Aim>
Using the passage on Johnny Appleseed, explain in one to three sentences why John Chapman became an American legend.

Selection>
++++++++++
The illustrationfriday.com challenge word this week is “seed”.
John Chapman was an American pioneer nurseryman. He picked apple seeds from the discarded remains from cider mills in Pennsylvania and travelled across Pennsylvania, Ohio, Indiana, and Illinois, planting apple trees. He became an American legend because of his kind and generous ways, his great leadership in conservation, and the symbolic importance of apples. He came to be known as “Johnny Appleseed”.
He was also a missionary for the Church of the New Jerusalem, (also known as the Swedenborgian Church), teaching the theological doctrines contained in the writings of Emanuel Swedenborg. The Swedenborgian Church counted Walt Whitman, Helen Keller, Andrew Carnegie and Stephen King among its members.
++++++++++
Image location labeling entries>
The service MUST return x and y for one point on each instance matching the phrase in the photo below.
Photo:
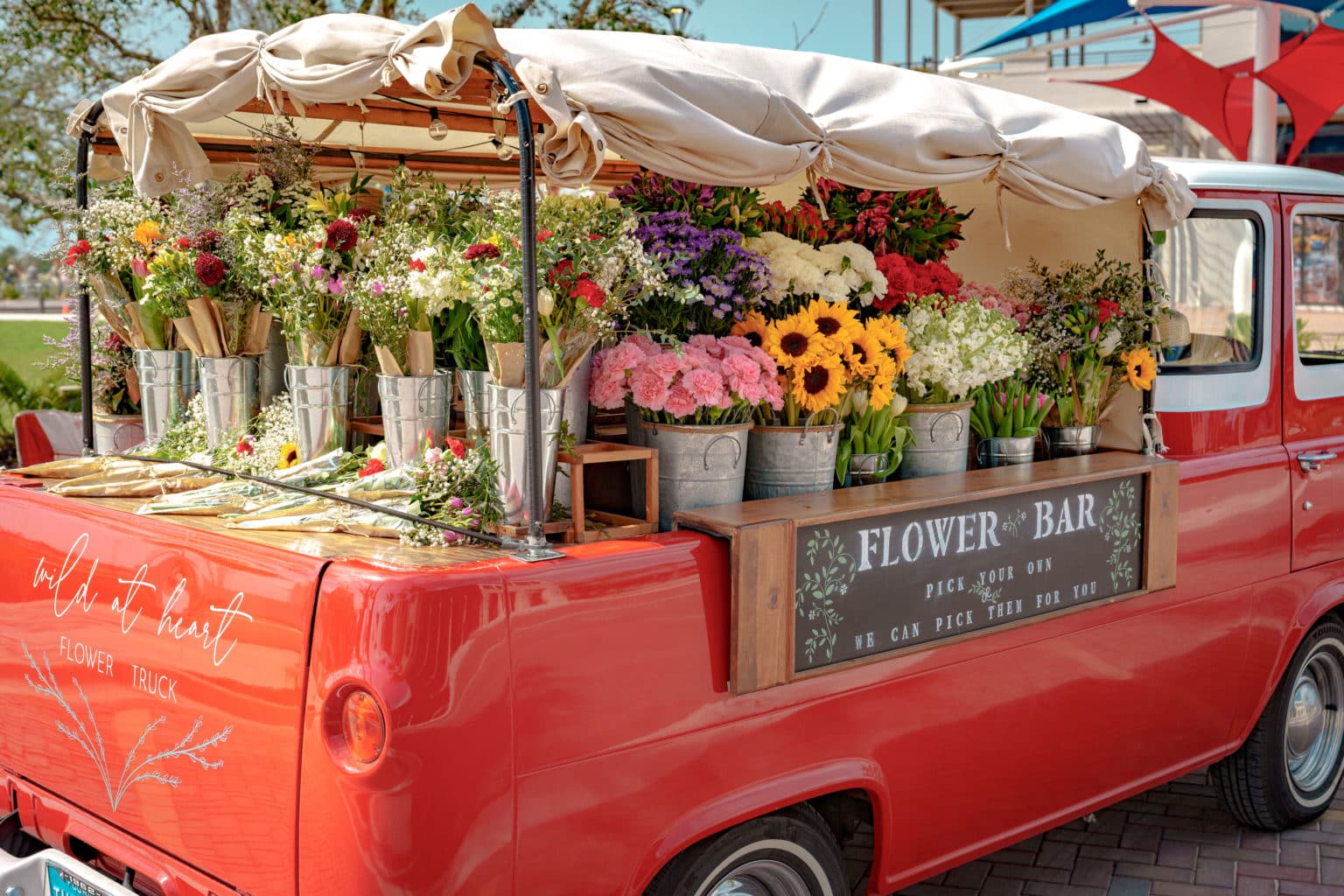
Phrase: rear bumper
(85, 845)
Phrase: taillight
(363, 727)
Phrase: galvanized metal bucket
(1070, 441)
(320, 396)
(792, 459)
(865, 469)
(941, 439)
(167, 383)
(508, 446)
(272, 374)
(414, 411)
(228, 391)
(117, 431)
(697, 465)
(476, 401)
(1005, 451)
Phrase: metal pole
(87, 130)
(910, 32)
(536, 509)
(935, 58)
(877, 30)
(1264, 101)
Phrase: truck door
(1313, 375)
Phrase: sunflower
(889, 331)
(288, 456)
(752, 326)
(835, 321)
(148, 233)
(819, 383)
(862, 358)
(794, 341)
(1140, 368)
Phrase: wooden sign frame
(764, 539)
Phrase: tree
(597, 15)
(63, 50)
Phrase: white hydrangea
(835, 271)
(958, 348)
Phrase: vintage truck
(200, 710)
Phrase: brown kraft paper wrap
(388, 361)
(420, 354)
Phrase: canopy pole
(1264, 101)
(536, 549)
(88, 127)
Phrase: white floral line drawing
(1121, 529)
(132, 773)
(815, 597)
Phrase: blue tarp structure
(1068, 14)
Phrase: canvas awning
(704, 112)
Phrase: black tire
(779, 855)
(1288, 770)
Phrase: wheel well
(850, 816)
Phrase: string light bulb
(437, 130)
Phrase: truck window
(1318, 290)
(1210, 265)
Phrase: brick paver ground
(1176, 840)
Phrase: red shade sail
(1311, 80)
(1216, 98)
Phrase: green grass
(22, 346)
(23, 349)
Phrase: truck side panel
(434, 813)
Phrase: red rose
(341, 235)
(80, 248)
(210, 270)
(480, 250)
(589, 291)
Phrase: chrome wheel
(1313, 731)
(762, 878)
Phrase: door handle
(1312, 459)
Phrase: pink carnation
(648, 389)
(680, 402)
(706, 384)
(706, 344)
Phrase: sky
(844, 29)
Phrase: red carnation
(480, 250)
(210, 270)
(589, 291)
(934, 277)
(341, 235)
(80, 248)
(900, 281)
(561, 270)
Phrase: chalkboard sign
(867, 586)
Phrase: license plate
(63, 883)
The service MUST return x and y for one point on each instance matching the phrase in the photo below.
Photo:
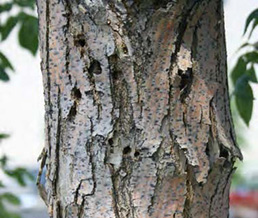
++++++++++
Result of the task>
John Chapman became an American legend because of his kind and generous ways, his great leadership in conservation, and the symbolic importance of apples.